[Saved entries]
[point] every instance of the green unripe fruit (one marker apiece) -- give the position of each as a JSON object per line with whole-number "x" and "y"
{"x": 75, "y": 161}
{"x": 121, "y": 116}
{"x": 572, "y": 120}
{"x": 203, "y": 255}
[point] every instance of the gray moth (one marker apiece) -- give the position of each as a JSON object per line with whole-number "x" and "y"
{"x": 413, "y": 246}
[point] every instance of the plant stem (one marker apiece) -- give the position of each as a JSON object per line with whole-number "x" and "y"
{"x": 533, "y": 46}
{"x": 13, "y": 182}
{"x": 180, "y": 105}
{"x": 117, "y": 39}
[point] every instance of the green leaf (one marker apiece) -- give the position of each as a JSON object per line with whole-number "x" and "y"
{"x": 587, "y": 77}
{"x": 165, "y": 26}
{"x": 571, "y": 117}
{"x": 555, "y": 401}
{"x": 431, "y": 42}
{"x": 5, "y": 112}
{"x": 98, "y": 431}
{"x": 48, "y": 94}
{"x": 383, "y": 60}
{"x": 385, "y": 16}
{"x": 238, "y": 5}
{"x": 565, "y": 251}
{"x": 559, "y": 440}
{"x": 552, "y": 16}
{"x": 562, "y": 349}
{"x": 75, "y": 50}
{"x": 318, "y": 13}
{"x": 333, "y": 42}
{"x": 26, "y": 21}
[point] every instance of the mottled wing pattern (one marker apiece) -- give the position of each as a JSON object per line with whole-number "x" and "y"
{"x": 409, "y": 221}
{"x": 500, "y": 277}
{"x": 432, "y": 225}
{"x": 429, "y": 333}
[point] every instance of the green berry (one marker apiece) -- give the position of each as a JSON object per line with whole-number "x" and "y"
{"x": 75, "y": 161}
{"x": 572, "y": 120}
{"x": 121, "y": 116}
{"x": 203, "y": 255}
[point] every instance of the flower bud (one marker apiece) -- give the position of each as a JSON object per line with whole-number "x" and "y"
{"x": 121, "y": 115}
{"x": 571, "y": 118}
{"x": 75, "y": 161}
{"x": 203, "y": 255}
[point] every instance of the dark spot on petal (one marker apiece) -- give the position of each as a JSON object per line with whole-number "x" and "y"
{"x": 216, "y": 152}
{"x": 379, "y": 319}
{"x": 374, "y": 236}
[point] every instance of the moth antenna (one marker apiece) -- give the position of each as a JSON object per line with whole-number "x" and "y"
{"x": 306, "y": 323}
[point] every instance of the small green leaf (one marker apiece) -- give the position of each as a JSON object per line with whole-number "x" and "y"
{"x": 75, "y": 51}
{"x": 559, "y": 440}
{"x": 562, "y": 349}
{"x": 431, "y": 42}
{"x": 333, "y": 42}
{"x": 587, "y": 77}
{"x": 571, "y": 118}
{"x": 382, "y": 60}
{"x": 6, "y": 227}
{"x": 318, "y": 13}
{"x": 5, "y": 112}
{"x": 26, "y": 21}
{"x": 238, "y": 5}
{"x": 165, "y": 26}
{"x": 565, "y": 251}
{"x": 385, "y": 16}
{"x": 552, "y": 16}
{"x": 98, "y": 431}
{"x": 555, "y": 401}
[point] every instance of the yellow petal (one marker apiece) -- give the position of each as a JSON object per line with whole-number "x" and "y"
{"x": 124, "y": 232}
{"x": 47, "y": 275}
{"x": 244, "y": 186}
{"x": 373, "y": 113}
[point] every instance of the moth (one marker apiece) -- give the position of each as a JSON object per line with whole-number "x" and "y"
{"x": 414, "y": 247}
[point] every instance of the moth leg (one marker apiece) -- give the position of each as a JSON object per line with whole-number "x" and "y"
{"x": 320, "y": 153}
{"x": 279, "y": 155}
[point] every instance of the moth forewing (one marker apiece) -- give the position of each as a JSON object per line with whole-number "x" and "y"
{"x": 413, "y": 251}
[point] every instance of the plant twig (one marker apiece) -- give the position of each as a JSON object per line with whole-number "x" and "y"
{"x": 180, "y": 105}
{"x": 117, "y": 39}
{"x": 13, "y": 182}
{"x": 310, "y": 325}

Exercise goal | Repeat back the data above, exact to the last character.

Result below |
[point] every instance of the green unripe fruit (one marker apiece) -- give the position of each as a JSON object per line with whole-number "x" and "y"
{"x": 75, "y": 161}
{"x": 121, "y": 116}
{"x": 572, "y": 120}
{"x": 203, "y": 255}
[point] every instance of the gray moth (one marker apiece) -- give the position of each as a JSON object per line with whole-number "x" and "y"
{"x": 413, "y": 246}
[point] every instance of the plant stem (one marker apiece) -- give the position of each as a JSON object per line with whole-number "x" and "y"
{"x": 533, "y": 46}
{"x": 13, "y": 182}
{"x": 180, "y": 105}
{"x": 117, "y": 39}
[point] every instance of the green leaf (one marker apiece) -- give the position of each as a JSON object per line with whole-number "x" and "y"
{"x": 587, "y": 77}
{"x": 165, "y": 26}
{"x": 571, "y": 117}
{"x": 555, "y": 401}
{"x": 431, "y": 42}
{"x": 5, "y": 112}
{"x": 98, "y": 431}
{"x": 48, "y": 94}
{"x": 383, "y": 60}
{"x": 385, "y": 16}
{"x": 238, "y": 5}
{"x": 565, "y": 251}
{"x": 559, "y": 440}
{"x": 552, "y": 16}
{"x": 562, "y": 349}
{"x": 75, "y": 50}
{"x": 318, "y": 13}
{"x": 333, "y": 42}
{"x": 26, "y": 21}
[point] every instance of the mottled wing pattern (one marker apiece) -- give the position of each as a JSON object per line with whole-number "x" and "y"
{"x": 409, "y": 221}
{"x": 500, "y": 277}
{"x": 432, "y": 225}
{"x": 429, "y": 333}
[point] every instance of the green berry (one marker apiece) -- give the position of each as a JSON object per line with whole-number "x" and "y"
{"x": 75, "y": 161}
{"x": 572, "y": 120}
{"x": 121, "y": 116}
{"x": 203, "y": 255}
[point] every instance of the flower bud (one marker apiece) -- give the position of each as a JSON object per line with whole-number "x" and "y"
{"x": 121, "y": 115}
{"x": 571, "y": 118}
{"x": 75, "y": 161}
{"x": 203, "y": 255}
[point] every instance of the dark spot on petal (one marker apiece) -- give the position of each as a JSON object per line with whole-number "x" and "y"
{"x": 216, "y": 152}
{"x": 379, "y": 319}
{"x": 374, "y": 236}
[point] every instance of the moth antenna (one marker apiece) -- give the position of each as a JSON object per line with whole-number "x" and "y"
{"x": 306, "y": 323}
[point] every instance of the small green leaf (one marker apiece) -- give the position of each as a JSON object per line with whole-number "x" and "y"
{"x": 75, "y": 51}
{"x": 559, "y": 440}
{"x": 562, "y": 349}
{"x": 431, "y": 42}
{"x": 333, "y": 42}
{"x": 587, "y": 77}
{"x": 571, "y": 118}
{"x": 382, "y": 60}
{"x": 6, "y": 227}
{"x": 318, "y": 13}
{"x": 5, "y": 112}
{"x": 26, "y": 21}
{"x": 238, "y": 5}
{"x": 165, "y": 26}
{"x": 565, "y": 251}
{"x": 385, "y": 16}
{"x": 552, "y": 16}
{"x": 98, "y": 431}
{"x": 555, "y": 401}
[point] every instance of the yellow petal (one marker apiece) -- give the position of each as a JSON object per line with whole-number "x" and "y"
{"x": 124, "y": 232}
{"x": 47, "y": 275}
{"x": 244, "y": 186}
{"x": 373, "y": 113}
[point] every instance of the moth (one marker apiece) -- give the position of each as a JSON object per line with whole-number "x" and "y"
{"x": 414, "y": 247}
[point] every instance of the moth leg (one marker apiece) -- give the position of each as a JSON object per line with whole-number "x" and "y"
{"x": 320, "y": 153}
{"x": 279, "y": 155}
[point] every instance of the moth forewing (one marker apiece) -- give the position of each as a JSON object per line with whole-number "x" and "y"
{"x": 413, "y": 251}
[point] every instance of the plant twig (one marker apiece) -- give the position of each as a JSON object per line with whole-number "x" and "y"
{"x": 180, "y": 105}
{"x": 117, "y": 39}
{"x": 13, "y": 182}
{"x": 310, "y": 325}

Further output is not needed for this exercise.